An exact copy of the listing is what is needed; please output it in full.

(Beginning of INFORMATION GIVEN)

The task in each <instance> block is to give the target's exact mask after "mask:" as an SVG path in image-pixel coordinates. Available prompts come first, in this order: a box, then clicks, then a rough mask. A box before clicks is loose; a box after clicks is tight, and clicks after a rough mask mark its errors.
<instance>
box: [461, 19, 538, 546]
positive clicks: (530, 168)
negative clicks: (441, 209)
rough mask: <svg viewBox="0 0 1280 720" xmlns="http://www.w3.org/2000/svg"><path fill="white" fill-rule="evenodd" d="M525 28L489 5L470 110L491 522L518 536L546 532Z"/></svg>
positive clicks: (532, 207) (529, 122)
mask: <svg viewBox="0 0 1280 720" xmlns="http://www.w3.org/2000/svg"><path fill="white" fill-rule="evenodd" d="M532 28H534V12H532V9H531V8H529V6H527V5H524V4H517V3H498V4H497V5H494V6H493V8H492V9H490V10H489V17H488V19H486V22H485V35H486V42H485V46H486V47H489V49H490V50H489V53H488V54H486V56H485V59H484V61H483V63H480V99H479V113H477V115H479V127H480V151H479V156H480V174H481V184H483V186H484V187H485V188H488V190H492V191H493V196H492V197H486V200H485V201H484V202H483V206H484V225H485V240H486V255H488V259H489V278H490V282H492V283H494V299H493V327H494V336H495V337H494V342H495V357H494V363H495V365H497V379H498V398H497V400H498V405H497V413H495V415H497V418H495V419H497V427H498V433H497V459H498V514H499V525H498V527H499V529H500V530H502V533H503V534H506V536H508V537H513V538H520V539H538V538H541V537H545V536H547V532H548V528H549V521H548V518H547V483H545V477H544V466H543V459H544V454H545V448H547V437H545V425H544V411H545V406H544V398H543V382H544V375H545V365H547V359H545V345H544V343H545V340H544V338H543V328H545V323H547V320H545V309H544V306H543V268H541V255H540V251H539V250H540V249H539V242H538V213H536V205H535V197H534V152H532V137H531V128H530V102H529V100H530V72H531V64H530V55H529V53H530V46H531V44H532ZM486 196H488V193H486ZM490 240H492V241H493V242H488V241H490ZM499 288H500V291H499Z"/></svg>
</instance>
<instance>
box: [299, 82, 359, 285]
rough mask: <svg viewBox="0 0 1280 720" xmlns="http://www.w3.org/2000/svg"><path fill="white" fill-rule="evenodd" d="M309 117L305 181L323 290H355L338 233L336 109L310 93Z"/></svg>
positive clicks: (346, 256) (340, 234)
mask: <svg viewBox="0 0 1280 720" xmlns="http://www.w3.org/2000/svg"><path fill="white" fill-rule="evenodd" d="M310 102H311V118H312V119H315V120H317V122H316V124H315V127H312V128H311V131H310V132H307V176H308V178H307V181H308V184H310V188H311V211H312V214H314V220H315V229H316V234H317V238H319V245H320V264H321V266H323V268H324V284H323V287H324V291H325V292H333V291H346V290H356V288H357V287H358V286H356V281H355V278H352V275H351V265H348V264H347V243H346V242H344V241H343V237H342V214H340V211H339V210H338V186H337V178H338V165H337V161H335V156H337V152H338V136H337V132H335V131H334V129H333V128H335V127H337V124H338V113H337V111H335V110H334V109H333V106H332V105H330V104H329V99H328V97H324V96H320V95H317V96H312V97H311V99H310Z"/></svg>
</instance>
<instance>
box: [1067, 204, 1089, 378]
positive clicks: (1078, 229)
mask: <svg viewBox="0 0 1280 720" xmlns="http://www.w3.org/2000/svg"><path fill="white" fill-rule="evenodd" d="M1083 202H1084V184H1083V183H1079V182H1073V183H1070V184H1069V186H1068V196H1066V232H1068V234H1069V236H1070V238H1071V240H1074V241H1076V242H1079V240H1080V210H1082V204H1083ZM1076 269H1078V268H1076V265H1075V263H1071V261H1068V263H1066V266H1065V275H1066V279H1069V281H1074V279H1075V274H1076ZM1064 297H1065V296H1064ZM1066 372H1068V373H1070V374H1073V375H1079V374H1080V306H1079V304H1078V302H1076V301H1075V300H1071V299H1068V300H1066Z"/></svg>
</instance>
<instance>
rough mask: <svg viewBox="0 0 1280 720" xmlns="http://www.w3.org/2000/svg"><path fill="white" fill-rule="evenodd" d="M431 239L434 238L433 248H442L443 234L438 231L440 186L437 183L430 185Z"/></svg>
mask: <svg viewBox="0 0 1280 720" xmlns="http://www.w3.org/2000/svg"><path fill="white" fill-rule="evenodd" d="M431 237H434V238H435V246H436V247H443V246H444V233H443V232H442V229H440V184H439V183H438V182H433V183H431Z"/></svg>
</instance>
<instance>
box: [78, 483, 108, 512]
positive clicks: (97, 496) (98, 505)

(End of INFORMATION GIVEN)

**FINISHED EXERCISE**
The task in each <instance> block is to give the target's exact mask after "mask:" as an SVG path in image-pixel coordinates. Available prompts come first, in this order: a box, then clicks, then a rough mask. A box before clicks is loose; a box after clicks is tight, and clicks after a rough mask mark its errors.
<instance>
box: [461, 19, 538, 546]
positive clicks: (530, 168)
negative clicks: (441, 209)
rough mask: <svg viewBox="0 0 1280 720" xmlns="http://www.w3.org/2000/svg"><path fill="white" fill-rule="evenodd" d="M525 28L489 5L470 110L491 522L518 536L546 532Z"/></svg>
positive clicks: (532, 207) (529, 122)
mask: <svg viewBox="0 0 1280 720" xmlns="http://www.w3.org/2000/svg"><path fill="white" fill-rule="evenodd" d="M532 28H534V12H532V9H531V8H529V6H527V5H524V4H517V3H498V4H497V5H494V6H493V8H492V9H490V10H489V17H488V19H486V22H485V35H486V42H485V46H486V47H489V49H490V50H489V53H488V54H486V56H485V59H484V61H483V63H480V99H479V113H477V115H479V127H480V151H479V156H480V174H481V184H483V186H484V187H485V188H488V190H492V191H493V196H492V197H486V200H485V201H484V202H483V206H484V225H485V240H486V255H488V259H489V278H490V282H492V283H494V299H493V327H494V336H495V337H494V342H495V357H494V363H495V365H497V379H498V398H497V400H498V405H497V413H495V415H497V418H495V419H497V427H498V433H497V459H498V514H499V525H498V527H499V529H500V530H502V533H503V534H506V536H508V537H513V538H520V539H538V538H541V537H545V536H547V532H548V528H549V521H548V518H547V483H545V477H544V466H543V459H544V454H545V448H547V437H545V425H544V411H545V406H544V398H543V382H544V375H545V365H547V359H545V345H544V343H545V340H544V338H543V328H545V323H547V320H545V309H544V306H543V268H541V255H540V251H539V250H540V249H539V242H538V213H536V205H535V197H534V152H532V137H531V128H530V102H529V100H530V72H531V64H530V55H529V53H530V46H531V44H532ZM486 196H488V193H486ZM490 240H492V241H493V242H488V241H490ZM499 288H500V291H499Z"/></svg>
</instance>
<instance>
box: [299, 82, 359, 285]
rough mask: <svg viewBox="0 0 1280 720" xmlns="http://www.w3.org/2000/svg"><path fill="white" fill-rule="evenodd" d="M309 117L305 181L323 290H355L338 233L336 109L310 93Z"/></svg>
positive clicks: (346, 256) (340, 234)
mask: <svg viewBox="0 0 1280 720" xmlns="http://www.w3.org/2000/svg"><path fill="white" fill-rule="evenodd" d="M310 102H311V118H312V119H315V120H317V122H316V124H315V127H312V128H311V131H310V132H307V176H308V178H307V181H308V184H310V188H311V211H312V214H314V220H315V229H316V234H317V238H319V245H320V264H321V266H323V268H324V284H323V287H324V291H325V292H333V291H346V290H356V288H357V287H358V286H356V281H355V278H352V275H351V265H348V264H347V243H346V242H344V241H343V237H342V214H340V211H339V210H338V186H337V178H338V165H337V161H335V156H337V152H338V136H337V132H335V131H334V129H333V128H335V127H337V124H338V113H337V111H335V110H334V109H333V106H332V105H330V104H329V99H328V97H324V96H320V95H317V96H312V97H311V99H310Z"/></svg>
</instance>
<instance>
box: [1067, 204, 1089, 378]
positive clicks: (1078, 229)
mask: <svg viewBox="0 0 1280 720" xmlns="http://www.w3.org/2000/svg"><path fill="white" fill-rule="evenodd" d="M1083 202H1084V184H1083V183H1079V182H1073V183H1070V184H1069V186H1068V196H1066V232H1068V234H1069V236H1070V238H1071V240H1074V241H1076V242H1079V240H1080V210H1082V204H1083ZM1076 269H1078V268H1076V265H1075V263H1071V261H1068V263H1066V266H1065V275H1066V279H1069V281H1074V279H1075V274H1076ZM1064 297H1065V296H1064ZM1066 372H1068V373H1070V374H1073V375H1079V374H1080V306H1079V304H1078V302H1076V301H1075V300H1071V299H1068V300H1066Z"/></svg>
</instance>
<instance>
rough mask: <svg viewBox="0 0 1280 720" xmlns="http://www.w3.org/2000/svg"><path fill="white" fill-rule="evenodd" d="M431 239L434 238L433 248H442L443 234L438 231L440 186L437 183L430 185Z"/></svg>
mask: <svg viewBox="0 0 1280 720" xmlns="http://www.w3.org/2000/svg"><path fill="white" fill-rule="evenodd" d="M431 237H434V238H435V246H436V247H443V246H444V233H443V232H442V229H440V184H439V183H438V182H433V183H431Z"/></svg>
</instance>
<instance>
box: [78, 483, 108, 512]
positive clicks: (97, 496) (98, 505)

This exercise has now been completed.